THE PROBLEM
From the line containing "x=118, y=298" to the last line of the data below, copy everything exactly and nothing else; pictures stay out.

++++ RECORD EXCERPTS

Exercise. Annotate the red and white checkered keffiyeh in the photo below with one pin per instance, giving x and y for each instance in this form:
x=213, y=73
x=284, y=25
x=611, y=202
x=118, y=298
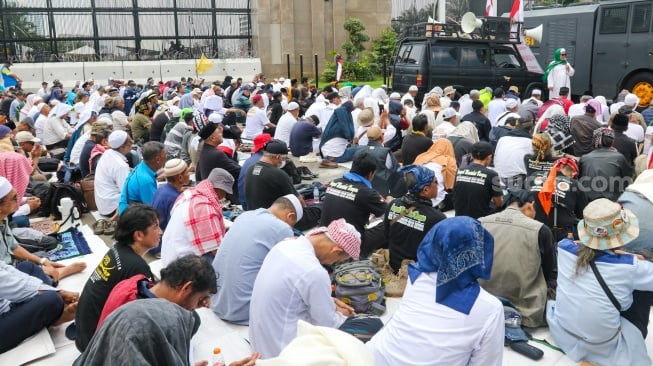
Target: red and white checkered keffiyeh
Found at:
x=204, y=217
x=344, y=235
x=17, y=169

++++++++

FINISHED EXERCISE
x=118, y=298
Target: red and white checkered keffiyeh
Found at:
x=204, y=217
x=344, y=235
x=17, y=169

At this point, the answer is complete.